What to work on
Nothing should differ. Repeat every record as written.
:: Task inputs
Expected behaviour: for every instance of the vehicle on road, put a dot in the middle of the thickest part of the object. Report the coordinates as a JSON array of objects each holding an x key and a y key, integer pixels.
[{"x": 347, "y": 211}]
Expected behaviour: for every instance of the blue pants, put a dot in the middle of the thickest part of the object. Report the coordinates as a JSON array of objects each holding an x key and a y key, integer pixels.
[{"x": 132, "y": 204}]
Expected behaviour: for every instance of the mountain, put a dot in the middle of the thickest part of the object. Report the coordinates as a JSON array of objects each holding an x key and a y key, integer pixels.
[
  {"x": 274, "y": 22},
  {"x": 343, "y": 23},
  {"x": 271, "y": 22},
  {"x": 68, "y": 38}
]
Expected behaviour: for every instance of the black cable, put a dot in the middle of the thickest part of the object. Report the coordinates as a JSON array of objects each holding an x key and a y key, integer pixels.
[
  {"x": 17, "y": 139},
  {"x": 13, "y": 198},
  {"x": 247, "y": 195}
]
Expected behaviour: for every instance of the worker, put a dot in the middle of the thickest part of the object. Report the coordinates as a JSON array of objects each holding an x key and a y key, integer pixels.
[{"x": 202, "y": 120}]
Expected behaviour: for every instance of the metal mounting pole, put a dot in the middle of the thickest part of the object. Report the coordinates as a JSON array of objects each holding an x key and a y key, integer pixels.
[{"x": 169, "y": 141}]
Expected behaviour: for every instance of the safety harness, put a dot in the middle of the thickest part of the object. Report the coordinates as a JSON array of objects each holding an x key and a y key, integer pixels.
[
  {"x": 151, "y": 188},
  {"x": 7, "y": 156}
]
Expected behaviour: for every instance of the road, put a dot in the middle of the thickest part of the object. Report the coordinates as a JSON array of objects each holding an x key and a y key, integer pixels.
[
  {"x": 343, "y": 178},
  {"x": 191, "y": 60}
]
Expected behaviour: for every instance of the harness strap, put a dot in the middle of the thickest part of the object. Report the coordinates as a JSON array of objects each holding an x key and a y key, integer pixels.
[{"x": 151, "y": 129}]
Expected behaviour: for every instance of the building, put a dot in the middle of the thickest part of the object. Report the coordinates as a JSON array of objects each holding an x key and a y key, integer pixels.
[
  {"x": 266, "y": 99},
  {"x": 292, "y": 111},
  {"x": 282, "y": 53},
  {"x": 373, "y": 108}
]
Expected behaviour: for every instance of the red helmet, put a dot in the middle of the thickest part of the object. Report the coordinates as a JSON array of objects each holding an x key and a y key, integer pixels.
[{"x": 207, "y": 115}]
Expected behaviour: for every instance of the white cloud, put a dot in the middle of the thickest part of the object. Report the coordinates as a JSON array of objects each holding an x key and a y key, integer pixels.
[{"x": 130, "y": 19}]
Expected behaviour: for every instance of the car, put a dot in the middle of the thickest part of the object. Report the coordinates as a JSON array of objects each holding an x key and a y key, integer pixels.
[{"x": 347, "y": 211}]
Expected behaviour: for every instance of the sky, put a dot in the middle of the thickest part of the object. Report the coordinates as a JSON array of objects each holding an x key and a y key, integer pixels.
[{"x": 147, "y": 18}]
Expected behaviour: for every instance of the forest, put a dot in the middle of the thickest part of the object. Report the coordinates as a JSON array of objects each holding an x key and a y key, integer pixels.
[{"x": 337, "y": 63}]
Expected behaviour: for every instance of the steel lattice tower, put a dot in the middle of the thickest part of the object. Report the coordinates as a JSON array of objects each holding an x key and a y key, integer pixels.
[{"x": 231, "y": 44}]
::::
Final answer
Expected behaviour: for every instance of the vehicle on road, put a dot in the middle of the thickest part of the object. Report the coordinates as a JSON array of objects each holding an x key and a y key, integer pixels.
[{"x": 347, "y": 211}]
Expected behaviour: for every instance of the blue pants, put a dot in the middle of the thickest part of the object. Report the coordinates as a JSON array of objects each holding an x key and a y key, integer pixels.
[{"x": 132, "y": 204}]
Expected behaviour: for every instance of the mountain, put a dot in the middle of the thickest part of the object. Report the coordinates as a JSON array of objects each holding an x key and a y key, integer pixels.
[
  {"x": 274, "y": 22},
  {"x": 343, "y": 23},
  {"x": 271, "y": 22},
  {"x": 68, "y": 38}
]
Expected behaviour: for every instance of the black cable, put a dot in the middle of the thickest part of the object. Report the coordinates as a JSON array of objects each holding an x key and a y key, integer pixels.
[
  {"x": 17, "y": 139},
  {"x": 13, "y": 198},
  {"x": 247, "y": 195}
]
Expected behaviour: for every instance of the worker, put a dot in the middle of the thickest part of the object. Report the coordinates as a JSON array of objects each holding an x key and a y key, integer pixels.
[{"x": 202, "y": 120}]
Expected behaviour: for every instance of the metal mounting pole, put a dot in the middle of the thickest part of the object. Report the coordinates as a JSON array of objects each holding an x key and a y key, integer pixels.
[{"x": 169, "y": 141}]
Expected behaviour: for every instance of the safety harness, put a dot in the middle of the thickest part of the object. Report the coordinates as a JSON array of objects each holding an x key and a y key, integer pixels.
[
  {"x": 151, "y": 188},
  {"x": 7, "y": 156}
]
Expected behaviour: for every instance of the road, put a dot in the middle of the thickest part of the object. Report the coordinates as a JSON array of objects each holding an x key and a y key, integer pixels.
[
  {"x": 343, "y": 178},
  {"x": 191, "y": 60}
]
Expected behaviour: for every instance of the harness strap, put a dot in the middle of the thickest part of the object. Report the coordinates as a JSON array of objects each holding an x key and a y key, integer pixels.
[{"x": 151, "y": 129}]
Expected behaviour: for every instance of the building, put a dot in the middle of the thickest part of the object. Report the coordinates as a JSON array of objects each holding an x key and a y key, integer pixels.
[
  {"x": 266, "y": 99},
  {"x": 292, "y": 111},
  {"x": 282, "y": 53},
  {"x": 373, "y": 108}
]
Expected behaviour: for every instance of the red helmet, put a dot in the middle of the thickest part of the object. Report the coordinates as a JSON array of objects each holding an x key and a y key, integer pixels.
[{"x": 207, "y": 115}]
Expected behaviour: for every instance of the white cloud, put a dot in the middle of the thickest part of the object. Report the coordinates as a JSON array of objects each holding an x key and a y key, integer pixels.
[{"x": 130, "y": 19}]
Expected behaviour: for every instance of the car, put a dot in the middle of the thickest part of the object. Report the coordinates as a JSON array of objects each holding an x key and a y key, integer pixels.
[{"x": 347, "y": 211}]
Expected behaviour: for every instance of the sky, put a dot in the middle of the thickest part of the object. Report the coordinates as a JSON array of objects each holding an x key and a y key, integer pixels.
[{"x": 147, "y": 18}]
Expected behaviour: for every instance of the forest, put a dot in the middle of the thickest part of the object. Report the coordinates as a JSON array of objects each holding an x key and a y key, integer pixels.
[{"x": 337, "y": 63}]
Expected behaviour: for every instance of the steel lattice tower, put a dot in the middle of the thickest part of the object. Report the coordinates as a JSON array of objects each holding an x key and a y key, integer pixels.
[{"x": 231, "y": 44}]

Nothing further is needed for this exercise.